* Stated task *
List every line of the data below that contains the word "jacket".

* Extracted material *
====================

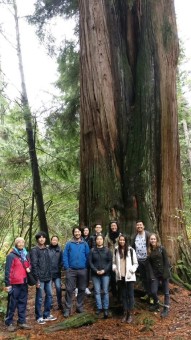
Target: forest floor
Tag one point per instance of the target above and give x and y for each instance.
(145, 325)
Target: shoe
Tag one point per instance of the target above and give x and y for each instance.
(50, 318)
(87, 291)
(23, 325)
(144, 298)
(79, 310)
(98, 311)
(164, 313)
(154, 308)
(129, 319)
(66, 313)
(105, 314)
(11, 328)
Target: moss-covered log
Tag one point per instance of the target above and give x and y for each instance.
(76, 321)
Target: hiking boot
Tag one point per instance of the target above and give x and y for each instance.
(23, 325)
(50, 318)
(66, 313)
(40, 321)
(124, 319)
(105, 314)
(11, 328)
(154, 307)
(164, 312)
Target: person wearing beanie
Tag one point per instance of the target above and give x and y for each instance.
(41, 269)
(16, 268)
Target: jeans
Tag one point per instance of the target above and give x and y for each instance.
(47, 288)
(165, 287)
(17, 299)
(57, 283)
(127, 294)
(142, 269)
(75, 278)
(101, 282)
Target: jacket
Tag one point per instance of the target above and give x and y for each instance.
(15, 270)
(75, 255)
(131, 265)
(41, 263)
(158, 264)
(100, 259)
(56, 261)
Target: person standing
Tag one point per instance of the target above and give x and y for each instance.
(41, 268)
(100, 260)
(110, 241)
(159, 272)
(125, 265)
(56, 266)
(16, 268)
(97, 231)
(140, 244)
(75, 263)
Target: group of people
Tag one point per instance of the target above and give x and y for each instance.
(111, 262)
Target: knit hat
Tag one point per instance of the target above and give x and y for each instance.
(19, 239)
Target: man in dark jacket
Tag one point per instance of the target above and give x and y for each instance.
(56, 265)
(75, 263)
(41, 268)
(140, 244)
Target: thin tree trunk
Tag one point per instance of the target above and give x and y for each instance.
(130, 159)
(30, 136)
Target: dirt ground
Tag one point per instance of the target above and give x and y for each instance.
(145, 324)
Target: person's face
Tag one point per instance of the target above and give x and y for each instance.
(86, 232)
(54, 241)
(99, 241)
(98, 228)
(77, 233)
(113, 227)
(122, 241)
(140, 227)
(153, 240)
(20, 245)
(41, 240)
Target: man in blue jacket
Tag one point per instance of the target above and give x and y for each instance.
(75, 263)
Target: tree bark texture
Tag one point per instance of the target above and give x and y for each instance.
(130, 161)
(37, 188)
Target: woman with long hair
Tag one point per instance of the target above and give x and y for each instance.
(159, 272)
(125, 265)
(100, 260)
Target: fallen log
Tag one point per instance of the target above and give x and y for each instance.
(75, 321)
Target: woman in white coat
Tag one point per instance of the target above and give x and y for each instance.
(125, 265)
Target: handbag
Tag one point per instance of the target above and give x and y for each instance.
(31, 280)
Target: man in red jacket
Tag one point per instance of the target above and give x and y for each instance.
(16, 267)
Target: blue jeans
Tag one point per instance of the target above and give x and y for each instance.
(17, 299)
(127, 294)
(165, 288)
(57, 283)
(101, 282)
(47, 288)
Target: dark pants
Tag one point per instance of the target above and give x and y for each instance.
(143, 275)
(127, 294)
(165, 286)
(18, 299)
(75, 278)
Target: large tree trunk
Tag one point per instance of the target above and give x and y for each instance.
(130, 162)
(37, 188)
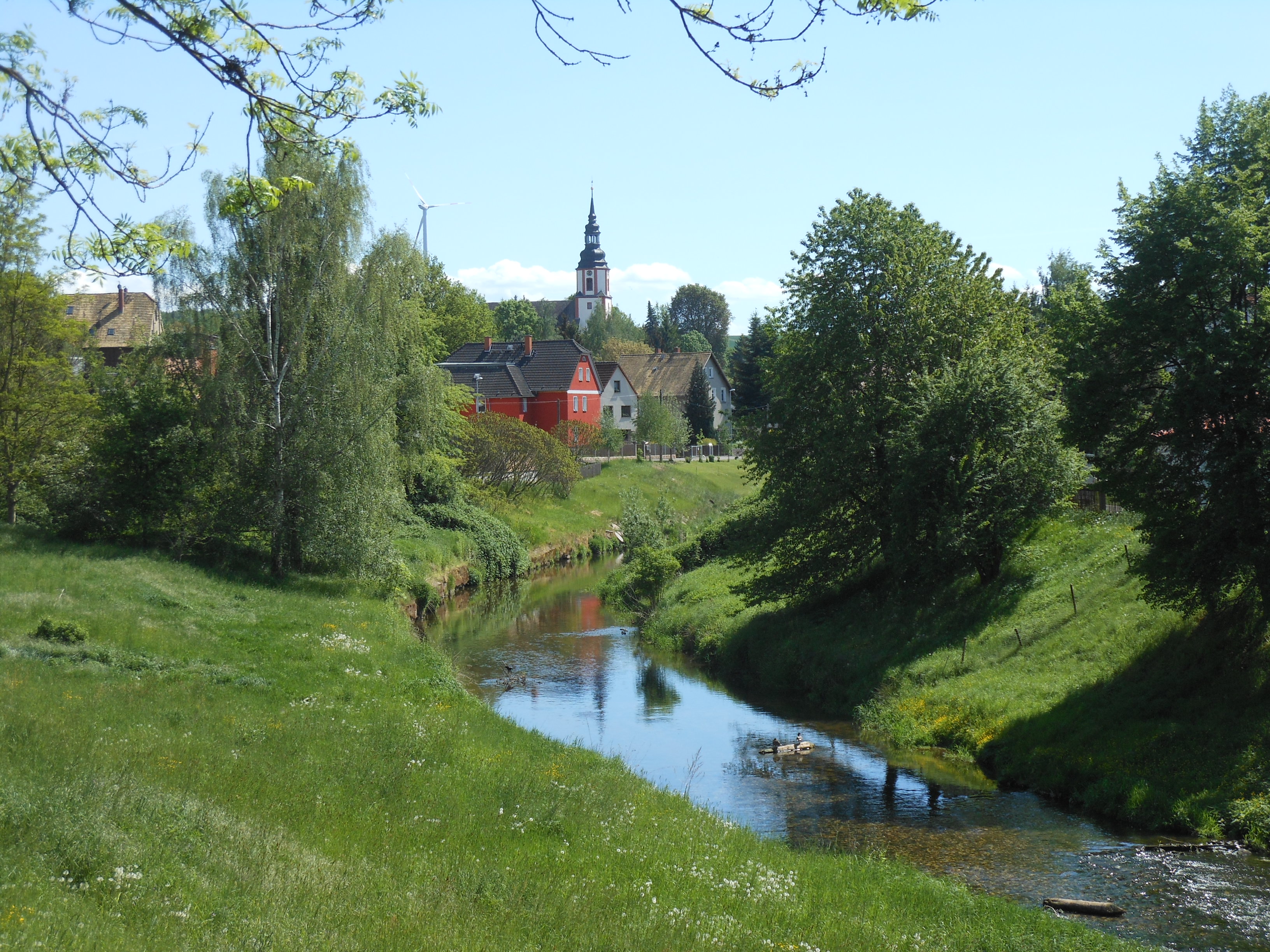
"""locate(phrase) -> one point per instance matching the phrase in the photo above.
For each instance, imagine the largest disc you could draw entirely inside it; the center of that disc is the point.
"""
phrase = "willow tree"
(307, 378)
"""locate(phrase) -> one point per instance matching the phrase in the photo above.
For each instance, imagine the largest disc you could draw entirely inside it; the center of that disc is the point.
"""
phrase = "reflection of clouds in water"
(660, 695)
(601, 690)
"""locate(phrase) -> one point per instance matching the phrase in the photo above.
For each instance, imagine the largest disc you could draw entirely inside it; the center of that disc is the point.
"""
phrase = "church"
(593, 290)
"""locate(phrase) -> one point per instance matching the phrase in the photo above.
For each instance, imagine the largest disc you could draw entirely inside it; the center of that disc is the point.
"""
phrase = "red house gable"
(542, 383)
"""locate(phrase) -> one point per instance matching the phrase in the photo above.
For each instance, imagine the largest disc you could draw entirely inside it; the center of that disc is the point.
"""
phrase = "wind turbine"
(423, 219)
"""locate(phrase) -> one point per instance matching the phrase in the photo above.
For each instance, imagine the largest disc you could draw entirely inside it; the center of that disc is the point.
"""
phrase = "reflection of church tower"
(593, 290)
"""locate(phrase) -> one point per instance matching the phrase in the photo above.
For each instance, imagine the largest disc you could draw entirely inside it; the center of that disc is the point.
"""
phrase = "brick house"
(117, 322)
(540, 383)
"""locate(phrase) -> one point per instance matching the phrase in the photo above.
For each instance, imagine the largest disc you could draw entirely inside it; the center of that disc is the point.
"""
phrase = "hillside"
(552, 527)
(1130, 711)
(226, 763)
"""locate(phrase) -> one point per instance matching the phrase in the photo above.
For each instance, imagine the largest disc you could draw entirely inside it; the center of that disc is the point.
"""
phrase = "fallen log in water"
(1084, 907)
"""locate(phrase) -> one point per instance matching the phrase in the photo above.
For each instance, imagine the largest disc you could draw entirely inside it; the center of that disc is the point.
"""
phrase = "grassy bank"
(1132, 712)
(226, 763)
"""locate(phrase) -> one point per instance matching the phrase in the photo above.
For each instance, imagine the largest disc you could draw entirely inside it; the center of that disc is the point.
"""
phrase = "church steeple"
(592, 254)
(592, 273)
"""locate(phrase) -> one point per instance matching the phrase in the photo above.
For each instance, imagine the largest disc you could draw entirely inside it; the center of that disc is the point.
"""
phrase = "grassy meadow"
(698, 492)
(228, 763)
(1133, 712)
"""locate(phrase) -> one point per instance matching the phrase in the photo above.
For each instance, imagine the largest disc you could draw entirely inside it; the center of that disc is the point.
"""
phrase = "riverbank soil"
(229, 763)
(1132, 712)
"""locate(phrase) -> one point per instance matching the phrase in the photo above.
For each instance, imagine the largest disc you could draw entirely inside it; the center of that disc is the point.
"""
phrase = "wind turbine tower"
(423, 217)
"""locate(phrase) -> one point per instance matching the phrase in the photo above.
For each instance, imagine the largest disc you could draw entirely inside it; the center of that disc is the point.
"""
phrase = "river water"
(591, 682)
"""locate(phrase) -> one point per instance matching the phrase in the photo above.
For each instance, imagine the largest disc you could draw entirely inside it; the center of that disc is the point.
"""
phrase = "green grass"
(698, 492)
(232, 765)
(1128, 711)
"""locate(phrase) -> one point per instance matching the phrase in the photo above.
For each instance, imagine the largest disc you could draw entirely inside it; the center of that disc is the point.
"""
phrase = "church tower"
(593, 291)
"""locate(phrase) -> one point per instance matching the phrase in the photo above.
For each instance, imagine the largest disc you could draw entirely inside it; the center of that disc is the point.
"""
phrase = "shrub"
(65, 633)
(501, 451)
(638, 587)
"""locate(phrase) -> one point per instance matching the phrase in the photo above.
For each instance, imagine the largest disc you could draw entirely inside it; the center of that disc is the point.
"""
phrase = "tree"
(657, 422)
(516, 318)
(980, 460)
(698, 308)
(694, 343)
(1169, 378)
(307, 380)
(881, 300)
(749, 359)
(502, 451)
(661, 333)
(44, 403)
(699, 407)
(614, 350)
(602, 328)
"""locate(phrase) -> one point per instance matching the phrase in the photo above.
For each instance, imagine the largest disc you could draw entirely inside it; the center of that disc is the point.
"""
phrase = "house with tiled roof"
(666, 378)
(540, 383)
(617, 394)
(119, 322)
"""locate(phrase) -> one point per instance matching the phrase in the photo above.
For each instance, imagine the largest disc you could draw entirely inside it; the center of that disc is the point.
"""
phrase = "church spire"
(592, 256)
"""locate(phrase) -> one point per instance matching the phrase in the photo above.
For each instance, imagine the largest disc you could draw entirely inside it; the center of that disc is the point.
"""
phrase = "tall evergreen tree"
(700, 309)
(660, 329)
(699, 405)
(1169, 376)
(747, 362)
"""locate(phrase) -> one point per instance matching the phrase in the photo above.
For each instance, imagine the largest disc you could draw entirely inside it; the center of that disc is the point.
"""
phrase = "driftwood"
(804, 747)
(1084, 907)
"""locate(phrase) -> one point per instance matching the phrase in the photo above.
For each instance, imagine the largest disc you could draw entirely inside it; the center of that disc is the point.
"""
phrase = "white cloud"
(648, 282)
(509, 278)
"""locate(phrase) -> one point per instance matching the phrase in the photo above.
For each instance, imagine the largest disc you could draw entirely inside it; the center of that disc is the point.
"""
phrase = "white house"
(617, 393)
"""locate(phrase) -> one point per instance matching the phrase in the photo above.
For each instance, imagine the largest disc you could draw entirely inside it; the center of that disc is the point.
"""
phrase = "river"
(591, 682)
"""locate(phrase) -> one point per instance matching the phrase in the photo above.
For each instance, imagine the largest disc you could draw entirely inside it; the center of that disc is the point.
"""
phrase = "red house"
(540, 383)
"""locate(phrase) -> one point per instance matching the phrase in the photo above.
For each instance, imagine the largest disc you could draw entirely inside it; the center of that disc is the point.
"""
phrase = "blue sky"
(1009, 122)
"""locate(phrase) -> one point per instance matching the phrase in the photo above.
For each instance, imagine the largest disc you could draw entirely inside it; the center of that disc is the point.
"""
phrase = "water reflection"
(590, 682)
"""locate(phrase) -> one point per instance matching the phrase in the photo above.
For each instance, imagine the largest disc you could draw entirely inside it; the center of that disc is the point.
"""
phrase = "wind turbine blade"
(412, 186)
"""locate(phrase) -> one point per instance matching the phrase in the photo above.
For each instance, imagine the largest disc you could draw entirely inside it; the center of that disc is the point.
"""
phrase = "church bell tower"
(593, 291)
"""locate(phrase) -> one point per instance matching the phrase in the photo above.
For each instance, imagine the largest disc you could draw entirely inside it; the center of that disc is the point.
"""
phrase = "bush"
(638, 587)
(502, 451)
(500, 551)
(65, 633)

====================

* The answer *
Target: jacket
Target: man in dark jacket
Target: man in blue jacket
Target: man in red jacket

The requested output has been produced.